Dataset excerpts

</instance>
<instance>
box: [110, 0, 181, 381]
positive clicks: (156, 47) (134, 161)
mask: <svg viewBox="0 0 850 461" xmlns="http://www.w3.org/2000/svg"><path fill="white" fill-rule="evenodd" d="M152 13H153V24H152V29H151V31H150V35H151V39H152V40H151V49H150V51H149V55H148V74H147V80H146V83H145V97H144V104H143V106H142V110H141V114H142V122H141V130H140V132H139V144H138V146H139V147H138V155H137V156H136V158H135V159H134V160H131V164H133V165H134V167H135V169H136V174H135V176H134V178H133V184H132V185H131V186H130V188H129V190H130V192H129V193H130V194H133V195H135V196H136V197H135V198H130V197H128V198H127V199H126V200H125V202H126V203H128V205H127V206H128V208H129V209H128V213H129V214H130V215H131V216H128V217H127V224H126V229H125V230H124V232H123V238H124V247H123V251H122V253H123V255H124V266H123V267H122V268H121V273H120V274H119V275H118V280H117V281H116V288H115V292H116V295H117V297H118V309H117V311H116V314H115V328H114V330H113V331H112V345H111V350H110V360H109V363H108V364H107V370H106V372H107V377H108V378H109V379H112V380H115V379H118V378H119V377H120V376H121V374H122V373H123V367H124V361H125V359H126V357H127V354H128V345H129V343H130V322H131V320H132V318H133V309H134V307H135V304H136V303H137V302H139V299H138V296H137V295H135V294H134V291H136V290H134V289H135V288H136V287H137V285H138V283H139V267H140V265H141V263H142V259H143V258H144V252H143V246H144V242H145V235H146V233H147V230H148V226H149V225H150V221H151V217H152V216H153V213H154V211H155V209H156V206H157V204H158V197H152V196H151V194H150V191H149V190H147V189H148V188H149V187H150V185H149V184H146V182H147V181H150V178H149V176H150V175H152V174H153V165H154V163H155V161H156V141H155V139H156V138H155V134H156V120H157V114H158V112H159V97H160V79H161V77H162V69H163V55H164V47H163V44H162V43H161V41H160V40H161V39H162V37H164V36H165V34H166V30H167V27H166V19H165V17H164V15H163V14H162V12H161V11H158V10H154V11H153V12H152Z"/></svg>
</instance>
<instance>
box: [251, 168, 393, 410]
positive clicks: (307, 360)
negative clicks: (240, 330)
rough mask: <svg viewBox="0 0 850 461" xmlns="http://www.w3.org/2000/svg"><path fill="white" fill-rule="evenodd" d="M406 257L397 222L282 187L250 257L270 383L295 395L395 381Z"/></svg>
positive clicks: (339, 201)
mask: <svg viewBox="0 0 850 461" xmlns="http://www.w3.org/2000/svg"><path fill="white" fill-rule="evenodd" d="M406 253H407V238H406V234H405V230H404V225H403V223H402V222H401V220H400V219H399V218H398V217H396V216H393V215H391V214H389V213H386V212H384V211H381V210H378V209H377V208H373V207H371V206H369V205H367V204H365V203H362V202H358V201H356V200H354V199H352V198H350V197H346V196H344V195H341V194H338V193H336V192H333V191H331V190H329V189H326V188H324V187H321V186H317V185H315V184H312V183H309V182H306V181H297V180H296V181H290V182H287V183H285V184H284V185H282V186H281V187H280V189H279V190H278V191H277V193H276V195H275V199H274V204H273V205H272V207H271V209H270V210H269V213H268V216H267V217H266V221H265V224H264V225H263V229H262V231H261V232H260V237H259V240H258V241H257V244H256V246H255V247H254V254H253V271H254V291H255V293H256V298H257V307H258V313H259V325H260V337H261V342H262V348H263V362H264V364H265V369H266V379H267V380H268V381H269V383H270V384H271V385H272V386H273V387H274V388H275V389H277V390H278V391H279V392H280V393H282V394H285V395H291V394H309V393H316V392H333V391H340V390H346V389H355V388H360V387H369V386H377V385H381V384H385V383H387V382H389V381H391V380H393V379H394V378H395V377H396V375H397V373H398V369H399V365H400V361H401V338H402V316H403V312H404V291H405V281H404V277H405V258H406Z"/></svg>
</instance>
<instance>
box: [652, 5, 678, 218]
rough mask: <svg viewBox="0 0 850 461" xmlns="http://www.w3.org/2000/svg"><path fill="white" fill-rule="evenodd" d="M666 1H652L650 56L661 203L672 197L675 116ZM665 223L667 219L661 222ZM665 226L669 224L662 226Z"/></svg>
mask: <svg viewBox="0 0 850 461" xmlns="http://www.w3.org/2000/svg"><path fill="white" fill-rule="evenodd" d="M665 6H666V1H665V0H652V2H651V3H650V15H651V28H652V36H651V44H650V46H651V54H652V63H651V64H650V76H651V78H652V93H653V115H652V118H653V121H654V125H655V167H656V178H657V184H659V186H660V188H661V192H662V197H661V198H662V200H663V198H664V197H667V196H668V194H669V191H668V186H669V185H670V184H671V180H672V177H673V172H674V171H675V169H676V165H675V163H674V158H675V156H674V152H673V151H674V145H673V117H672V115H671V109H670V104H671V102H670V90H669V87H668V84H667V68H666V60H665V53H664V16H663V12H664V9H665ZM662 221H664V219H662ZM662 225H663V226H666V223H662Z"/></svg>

▸ EXERCISE BRIEF:
Extract every line of the data above and reproduce each one verbatim, changing nothing.

▸ RESULT BELOW:
</instance>
<instance>
box: [110, 0, 181, 381]
positive clicks: (156, 47) (134, 161)
mask: <svg viewBox="0 0 850 461" xmlns="http://www.w3.org/2000/svg"><path fill="white" fill-rule="evenodd" d="M152 13H153V24H152V29H151V31H150V35H151V39H152V40H151V49H150V51H149V55H148V74H147V80H146V83H145V97H144V104H143V106H142V110H141V114H142V122H141V130H140V132H139V144H138V146H139V147H138V155H137V156H136V158H135V159H134V160H131V164H133V165H134V167H135V169H136V174H135V176H134V178H133V184H132V185H131V186H130V188H129V190H130V192H129V193H130V194H133V195H135V196H136V197H135V198H130V197H128V198H127V199H126V200H125V202H126V203H128V205H127V206H128V208H129V209H128V213H129V214H130V215H131V216H128V217H127V224H126V229H125V230H124V232H123V238H124V247H123V251H122V253H123V255H124V266H123V267H122V268H121V273H120V274H119V275H118V280H117V281H116V288H115V292H116V295H117V297H118V309H117V311H116V314H115V328H114V330H113V331H112V345H111V350H110V360H109V363H108V364H107V370H106V372H107V377H108V378H109V379H112V380H115V379H118V378H119V377H120V376H121V374H122V373H123V367H124V361H125V359H126V357H127V354H128V345H129V343H130V322H131V320H132V318H133V309H134V307H135V304H136V303H137V302H139V299H138V296H137V295H135V294H134V291H136V290H134V289H135V288H136V287H137V285H138V283H139V267H140V265H141V263H142V259H143V258H144V252H143V246H144V242H145V235H146V233H147V230H148V226H149V225H150V221H151V217H152V216H153V213H154V211H155V209H156V206H157V204H158V197H152V196H151V194H150V191H149V190H147V189H148V188H149V187H150V185H149V184H146V182H147V181H150V178H149V176H150V175H152V174H153V165H154V163H155V161H156V141H155V139H156V138H155V134H156V120H157V114H158V112H159V97H160V79H161V77H162V69H163V55H164V47H163V44H162V43H161V41H160V40H161V39H162V37H164V36H165V34H166V30H167V27H166V19H165V17H164V15H163V14H162V12H161V11H158V10H154V11H153V12H152Z"/></svg>
</instance>
<instance>
box: [251, 168, 393, 410]
positive clicks: (307, 360)
negative clicks: (240, 330)
rough mask: <svg viewBox="0 0 850 461" xmlns="http://www.w3.org/2000/svg"><path fill="white" fill-rule="evenodd" d="M406 257L397 222L282 187L250 257L270 383L295 395L395 381Z"/></svg>
positive clicks: (339, 201)
mask: <svg viewBox="0 0 850 461" xmlns="http://www.w3.org/2000/svg"><path fill="white" fill-rule="evenodd" d="M406 253H407V238H406V234H405V230H404V225H403V223H402V222H401V220H400V219H399V218H398V217H396V216H393V215H391V214H389V213H386V212H384V211H381V210H378V209H377V208H373V207H371V206H369V205H367V204H365V203H362V202H358V201H356V200H354V199H352V198H350V197H346V196H344V195H341V194H338V193H336V192H333V191H331V190H329V189H326V188H324V187H321V186H317V185H315V184H312V183H309V182H306V181H297V180H296V181H290V182H287V183H285V184H284V185H282V186H281V187H280V189H279V190H278V191H277V193H276V195H275V199H274V204H273V205H272V207H271V209H270V210H269V213H268V216H267V217H266V221H265V224H264V225H263V229H262V231H261V232H260V237H259V240H258V241H257V244H256V246H255V247H254V254H253V271H254V291H255V293H256V298H257V307H258V313H259V325H260V337H261V342H262V348H263V362H264V364H265V369H266V379H267V380H268V381H269V383H270V384H271V385H272V386H273V387H274V388H275V389H277V390H278V391H279V392H280V393H282V394H285V395H291V394H309V393H316V392H333V391H340V390H346V389H355V388H360V387H369V386H377V385H381V384H385V383H387V382H389V381H391V380H393V379H394V378H395V377H396V375H397V373H398V369H399V365H400V361H401V338H402V316H403V312H404V291H405V281H404V277H405V258H406Z"/></svg>
</instance>
<instance>
box: [652, 5, 678, 218]
rough mask: <svg viewBox="0 0 850 461" xmlns="http://www.w3.org/2000/svg"><path fill="white" fill-rule="evenodd" d="M666 1H652L650 56L661 203L672 197L675 116ZM665 223L667 219L661 222ZM665 226L669 224L662 226Z"/></svg>
mask: <svg viewBox="0 0 850 461" xmlns="http://www.w3.org/2000/svg"><path fill="white" fill-rule="evenodd" d="M665 6H666V1H665V0H652V2H651V3H650V15H651V28H652V36H651V44H650V46H651V54H652V63H651V64H650V76H651V78H652V93H653V115H652V118H653V121H654V125H655V167H656V178H657V184H659V186H660V188H661V192H662V197H661V198H662V200H663V198H664V197H667V196H668V194H669V191H668V186H669V185H670V184H671V180H672V177H673V172H674V171H675V169H676V165H675V163H674V158H675V156H674V152H673V151H674V145H673V117H672V115H671V109H670V104H671V102H670V90H669V87H668V84H667V68H666V60H665V53H664V16H663V12H664V9H665ZM662 221H664V219H662ZM662 225H663V226H666V223H662Z"/></svg>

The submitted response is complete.